WHAT YOU NEED TO DO: Begin at the top of the records below and print each line exactly until the line containing "for: low shrub" has been printed; any pictures are to be left out.

Data entries:
- Opening Delimiter -
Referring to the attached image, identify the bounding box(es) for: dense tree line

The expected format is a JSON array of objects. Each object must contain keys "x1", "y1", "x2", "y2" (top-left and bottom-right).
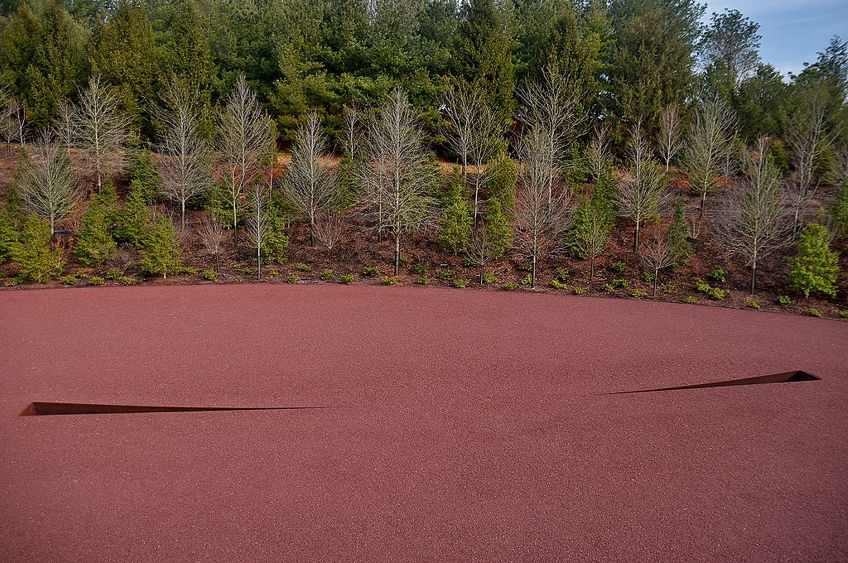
[{"x1": 0, "y1": 0, "x2": 846, "y2": 308}]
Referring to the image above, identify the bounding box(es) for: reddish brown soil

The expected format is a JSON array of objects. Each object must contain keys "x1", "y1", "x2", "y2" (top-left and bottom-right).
[{"x1": 1, "y1": 285, "x2": 846, "y2": 560}]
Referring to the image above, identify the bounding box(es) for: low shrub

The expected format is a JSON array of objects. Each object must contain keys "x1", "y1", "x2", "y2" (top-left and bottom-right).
[
  {"x1": 746, "y1": 297, "x2": 760, "y2": 309},
  {"x1": 807, "y1": 307, "x2": 822, "y2": 318},
  {"x1": 516, "y1": 262, "x2": 532, "y2": 272},
  {"x1": 339, "y1": 274, "x2": 355, "y2": 285},
  {"x1": 609, "y1": 261, "x2": 626, "y2": 273},
  {"x1": 437, "y1": 268, "x2": 454, "y2": 281},
  {"x1": 482, "y1": 271, "x2": 497, "y2": 285},
  {"x1": 643, "y1": 272, "x2": 656, "y2": 283},
  {"x1": 411, "y1": 263, "x2": 427, "y2": 275},
  {"x1": 838, "y1": 310, "x2": 848, "y2": 319},
  {"x1": 612, "y1": 278, "x2": 629, "y2": 289},
  {"x1": 631, "y1": 289, "x2": 648, "y2": 299},
  {"x1": 550, "y1": 278, "x2": 567, "y2": 290},
  {"x1": 118, "y1": 276, "x2": 139, "y2": 285},
  {"x1": 286, "y1": 274, "x2": 299, "y2": 284},
  {"x1": 88, "y1": 276, "x2": 105, "y2": 286},
  {"x1": 501, "y1": 281, "x2": 518, "y2": 291},
  {"x1": 415, "y1": 275, "x2": 428, "y2": 285},
  {"x1": 553, "y1": 267, "x2": 569, "y2": 282},
  {"x1": 684, "y1": 295, "x2": 699, "y2": 304},
  {"x1": 105, "y1": 268, "x2": 123, "y2": 281},
  {"x1": 60, "y1": 274, "x2": 78, "y2": 286},
  {"x1": 380, "y1": 276, "x2": 397, "y2": 286},
  {"x1": 520, "y1": 273, "x2": 532, "y2": 285},
  {"x1": 202, "y1": 269, "x2": 218, "y2": 282},
  {"x1": 320, "y1": 269, "x2": 335, "y2": 281},
  {"x1": 694, "y1": 279, "x2": 726, "y2": 301},
  {"x1": 295, "y1": 262, "x2": 312, "y2": 272},
  {"x1": 776, "y1": 295, "x2": 791, "y2": 305},
  {"x1": 708, "y1": 267, "x2": 726, "y2": 283},
  {"x1": 572, "y1": 286, "x2": 585, "y2": 295},
  {"x1": 181, "y1": 266, "x2": 199, "y2": 276},
  {"x1": 602, "y1": 282, "x2": 615, "y2": 294},
  {"x1": 361, "y1": 265, "x2": 379, "y2": 277},
  {"x1": 452, "y1": 278, "x2": 469, "y2": 288}
]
- Closing Delimiter -
OUTPUT BELOW:
Referring to the attached image, identify the bounding box(es) for: dense tree line

The expected format is a JSON array of objects. Each object must contain keys "x1", "y1", "x2", "y2" (top-left and bottom-right).
[{"x1": 0, "y1": 0, "x2": 846, "y2": 308}]
Referring to the image above, identify the bounding box(es) for: reddish brown soil

The expected format is a JSON array of objects. Each object must contain keys "x1", "y1", "x2", "y2" (top-left and bottom-right).
[{"x1": 1, "y1": 285, "x2": 846, "y2": 560}]
Referring to the image above, identify the bounding box(es) for: low shrub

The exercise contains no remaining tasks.